__Excerpted records__.
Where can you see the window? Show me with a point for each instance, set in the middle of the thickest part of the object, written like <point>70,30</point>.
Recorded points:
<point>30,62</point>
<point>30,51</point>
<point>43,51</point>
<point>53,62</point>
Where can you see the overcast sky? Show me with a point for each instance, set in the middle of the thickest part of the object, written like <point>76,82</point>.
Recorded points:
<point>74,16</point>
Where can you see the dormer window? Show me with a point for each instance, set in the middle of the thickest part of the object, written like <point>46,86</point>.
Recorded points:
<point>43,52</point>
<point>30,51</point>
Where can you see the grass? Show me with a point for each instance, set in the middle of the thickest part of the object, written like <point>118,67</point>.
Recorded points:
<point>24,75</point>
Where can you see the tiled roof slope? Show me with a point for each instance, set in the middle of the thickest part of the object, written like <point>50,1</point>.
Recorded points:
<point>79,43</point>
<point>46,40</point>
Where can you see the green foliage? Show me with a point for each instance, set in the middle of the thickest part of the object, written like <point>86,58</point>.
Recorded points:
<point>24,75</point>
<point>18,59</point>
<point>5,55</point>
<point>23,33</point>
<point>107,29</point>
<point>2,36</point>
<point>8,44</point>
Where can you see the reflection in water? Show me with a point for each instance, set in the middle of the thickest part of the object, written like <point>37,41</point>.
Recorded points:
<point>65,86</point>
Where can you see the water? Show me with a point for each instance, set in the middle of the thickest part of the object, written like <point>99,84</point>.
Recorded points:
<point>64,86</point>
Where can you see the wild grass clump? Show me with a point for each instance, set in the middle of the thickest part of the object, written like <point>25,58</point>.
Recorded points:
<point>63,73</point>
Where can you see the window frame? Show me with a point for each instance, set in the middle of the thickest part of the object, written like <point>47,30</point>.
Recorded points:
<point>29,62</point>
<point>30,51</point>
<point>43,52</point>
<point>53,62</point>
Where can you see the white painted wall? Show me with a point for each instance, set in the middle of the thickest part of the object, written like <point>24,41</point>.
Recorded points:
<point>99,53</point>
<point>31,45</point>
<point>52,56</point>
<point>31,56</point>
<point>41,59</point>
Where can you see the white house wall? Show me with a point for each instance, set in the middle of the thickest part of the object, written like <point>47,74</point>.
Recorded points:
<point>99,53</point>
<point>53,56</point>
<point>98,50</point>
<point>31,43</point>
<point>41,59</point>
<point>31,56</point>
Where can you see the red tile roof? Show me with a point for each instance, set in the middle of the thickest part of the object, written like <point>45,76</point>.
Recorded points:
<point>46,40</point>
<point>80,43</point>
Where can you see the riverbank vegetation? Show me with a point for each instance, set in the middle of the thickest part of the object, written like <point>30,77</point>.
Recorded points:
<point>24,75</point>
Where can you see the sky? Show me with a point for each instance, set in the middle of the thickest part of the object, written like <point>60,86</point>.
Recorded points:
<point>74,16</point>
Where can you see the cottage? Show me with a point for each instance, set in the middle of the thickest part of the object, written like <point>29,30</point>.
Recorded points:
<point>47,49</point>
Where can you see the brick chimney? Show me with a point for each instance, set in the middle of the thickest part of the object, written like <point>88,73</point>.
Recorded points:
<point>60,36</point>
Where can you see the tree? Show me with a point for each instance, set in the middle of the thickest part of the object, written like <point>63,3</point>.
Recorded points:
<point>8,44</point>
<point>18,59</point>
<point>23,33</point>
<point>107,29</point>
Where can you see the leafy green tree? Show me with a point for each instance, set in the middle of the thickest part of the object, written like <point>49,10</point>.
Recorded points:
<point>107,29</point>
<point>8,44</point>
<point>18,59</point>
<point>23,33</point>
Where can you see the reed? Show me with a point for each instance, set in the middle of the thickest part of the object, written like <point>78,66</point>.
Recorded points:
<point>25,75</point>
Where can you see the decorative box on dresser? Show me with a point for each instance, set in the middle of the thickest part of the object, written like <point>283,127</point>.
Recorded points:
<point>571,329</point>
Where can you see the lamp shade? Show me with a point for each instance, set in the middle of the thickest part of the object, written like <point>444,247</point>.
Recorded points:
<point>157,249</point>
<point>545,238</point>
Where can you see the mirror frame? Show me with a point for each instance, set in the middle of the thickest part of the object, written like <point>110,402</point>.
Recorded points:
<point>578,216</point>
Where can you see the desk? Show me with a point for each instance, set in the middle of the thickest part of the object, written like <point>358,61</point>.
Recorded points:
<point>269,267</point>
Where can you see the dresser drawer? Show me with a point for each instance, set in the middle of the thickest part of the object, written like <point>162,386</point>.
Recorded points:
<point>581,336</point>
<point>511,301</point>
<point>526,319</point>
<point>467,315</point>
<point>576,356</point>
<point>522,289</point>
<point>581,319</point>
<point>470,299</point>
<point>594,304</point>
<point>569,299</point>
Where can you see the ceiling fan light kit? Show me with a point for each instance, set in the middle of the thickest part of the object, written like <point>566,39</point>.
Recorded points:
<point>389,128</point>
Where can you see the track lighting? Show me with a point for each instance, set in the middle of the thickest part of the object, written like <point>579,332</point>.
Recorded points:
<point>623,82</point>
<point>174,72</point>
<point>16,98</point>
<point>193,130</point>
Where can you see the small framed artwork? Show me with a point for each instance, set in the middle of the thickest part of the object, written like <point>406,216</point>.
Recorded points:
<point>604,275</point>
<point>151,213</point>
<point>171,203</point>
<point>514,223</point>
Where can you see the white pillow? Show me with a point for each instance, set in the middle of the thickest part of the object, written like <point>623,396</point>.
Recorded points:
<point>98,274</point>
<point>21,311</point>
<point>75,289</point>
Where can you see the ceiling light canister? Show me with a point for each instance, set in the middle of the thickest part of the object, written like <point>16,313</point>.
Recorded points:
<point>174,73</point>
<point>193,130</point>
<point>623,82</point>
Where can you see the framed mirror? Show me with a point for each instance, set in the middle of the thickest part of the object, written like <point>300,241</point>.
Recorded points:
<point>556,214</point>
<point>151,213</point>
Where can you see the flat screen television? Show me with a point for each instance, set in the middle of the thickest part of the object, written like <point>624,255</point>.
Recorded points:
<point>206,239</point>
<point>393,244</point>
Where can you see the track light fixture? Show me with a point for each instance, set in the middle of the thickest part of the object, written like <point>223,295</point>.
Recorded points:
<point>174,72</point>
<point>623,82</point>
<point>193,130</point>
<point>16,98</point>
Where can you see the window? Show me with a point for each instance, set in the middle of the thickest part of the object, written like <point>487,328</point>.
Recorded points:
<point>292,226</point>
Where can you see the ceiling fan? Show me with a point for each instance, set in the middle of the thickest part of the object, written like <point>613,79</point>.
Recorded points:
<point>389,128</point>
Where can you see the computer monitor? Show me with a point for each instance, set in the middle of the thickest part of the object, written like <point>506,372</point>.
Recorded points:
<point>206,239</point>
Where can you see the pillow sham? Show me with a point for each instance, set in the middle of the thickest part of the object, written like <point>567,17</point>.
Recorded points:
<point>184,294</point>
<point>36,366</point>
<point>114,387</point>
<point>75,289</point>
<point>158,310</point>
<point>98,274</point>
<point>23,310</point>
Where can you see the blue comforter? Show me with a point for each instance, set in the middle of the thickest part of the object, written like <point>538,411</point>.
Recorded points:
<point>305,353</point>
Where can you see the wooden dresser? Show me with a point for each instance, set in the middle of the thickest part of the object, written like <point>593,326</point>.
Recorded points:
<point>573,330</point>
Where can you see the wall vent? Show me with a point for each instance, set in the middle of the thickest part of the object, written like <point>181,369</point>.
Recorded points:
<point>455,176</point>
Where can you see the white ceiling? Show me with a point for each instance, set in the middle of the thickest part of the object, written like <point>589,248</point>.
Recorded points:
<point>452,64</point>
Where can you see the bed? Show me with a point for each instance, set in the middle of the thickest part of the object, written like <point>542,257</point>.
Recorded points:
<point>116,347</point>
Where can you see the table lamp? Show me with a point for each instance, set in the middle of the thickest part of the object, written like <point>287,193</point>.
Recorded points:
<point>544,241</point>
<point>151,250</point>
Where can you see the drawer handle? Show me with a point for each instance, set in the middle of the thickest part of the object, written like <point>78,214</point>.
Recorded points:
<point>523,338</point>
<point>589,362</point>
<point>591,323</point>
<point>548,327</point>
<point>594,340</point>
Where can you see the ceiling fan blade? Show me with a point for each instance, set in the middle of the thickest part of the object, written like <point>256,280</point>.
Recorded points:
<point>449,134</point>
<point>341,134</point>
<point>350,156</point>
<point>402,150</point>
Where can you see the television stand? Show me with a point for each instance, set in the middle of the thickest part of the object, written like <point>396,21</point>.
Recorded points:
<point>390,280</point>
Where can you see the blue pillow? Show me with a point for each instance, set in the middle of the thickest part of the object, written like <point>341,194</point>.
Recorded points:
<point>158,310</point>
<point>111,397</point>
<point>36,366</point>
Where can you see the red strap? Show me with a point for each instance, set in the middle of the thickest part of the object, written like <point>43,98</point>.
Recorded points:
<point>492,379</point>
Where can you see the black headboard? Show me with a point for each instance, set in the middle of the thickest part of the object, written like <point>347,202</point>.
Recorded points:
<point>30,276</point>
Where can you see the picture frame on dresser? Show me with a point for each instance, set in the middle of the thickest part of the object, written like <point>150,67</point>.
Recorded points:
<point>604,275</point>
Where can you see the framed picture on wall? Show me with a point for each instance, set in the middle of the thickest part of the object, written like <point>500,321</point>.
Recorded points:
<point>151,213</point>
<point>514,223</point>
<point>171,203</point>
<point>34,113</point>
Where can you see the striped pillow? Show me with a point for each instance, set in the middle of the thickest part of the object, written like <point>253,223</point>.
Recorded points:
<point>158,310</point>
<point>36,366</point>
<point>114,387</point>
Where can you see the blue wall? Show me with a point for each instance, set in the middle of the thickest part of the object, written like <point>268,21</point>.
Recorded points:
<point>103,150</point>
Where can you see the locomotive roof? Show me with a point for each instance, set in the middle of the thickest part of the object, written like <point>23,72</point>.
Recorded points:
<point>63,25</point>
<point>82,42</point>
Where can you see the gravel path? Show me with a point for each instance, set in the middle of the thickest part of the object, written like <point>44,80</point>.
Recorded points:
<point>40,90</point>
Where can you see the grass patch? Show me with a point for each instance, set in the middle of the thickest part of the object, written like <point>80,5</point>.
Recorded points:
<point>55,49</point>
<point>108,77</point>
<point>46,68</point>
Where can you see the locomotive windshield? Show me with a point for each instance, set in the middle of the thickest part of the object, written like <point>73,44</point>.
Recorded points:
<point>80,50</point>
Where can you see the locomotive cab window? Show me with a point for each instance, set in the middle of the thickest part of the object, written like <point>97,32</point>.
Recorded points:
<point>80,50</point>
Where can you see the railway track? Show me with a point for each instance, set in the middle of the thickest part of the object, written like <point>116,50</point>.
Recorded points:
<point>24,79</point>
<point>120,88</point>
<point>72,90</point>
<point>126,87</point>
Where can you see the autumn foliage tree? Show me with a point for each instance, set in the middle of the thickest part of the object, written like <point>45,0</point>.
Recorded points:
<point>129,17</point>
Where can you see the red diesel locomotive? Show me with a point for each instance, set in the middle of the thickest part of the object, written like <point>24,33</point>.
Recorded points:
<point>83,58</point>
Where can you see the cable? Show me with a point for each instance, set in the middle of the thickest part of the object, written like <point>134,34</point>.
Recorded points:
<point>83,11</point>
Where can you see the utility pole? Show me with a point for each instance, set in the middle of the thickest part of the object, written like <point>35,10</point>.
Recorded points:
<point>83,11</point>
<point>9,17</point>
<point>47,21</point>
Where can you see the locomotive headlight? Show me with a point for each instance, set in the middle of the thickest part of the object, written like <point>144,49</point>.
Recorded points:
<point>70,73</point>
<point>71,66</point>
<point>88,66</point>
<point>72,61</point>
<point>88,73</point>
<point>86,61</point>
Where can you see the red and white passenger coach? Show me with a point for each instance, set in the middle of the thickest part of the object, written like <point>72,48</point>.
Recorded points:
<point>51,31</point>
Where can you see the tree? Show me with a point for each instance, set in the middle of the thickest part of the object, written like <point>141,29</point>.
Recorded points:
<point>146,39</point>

__About this exercise__. The line containing "written like <point>141,29</point>." marks the start. Repeat it and every line after it to the end of the listing above, exactly.

__Output of the exercise__.
Where can you see the tree? Show me with a point for each instance, set in the middle of the thickest part of the object, written like <point>141,29</point>.
Recorded points:
<point>146,39</point>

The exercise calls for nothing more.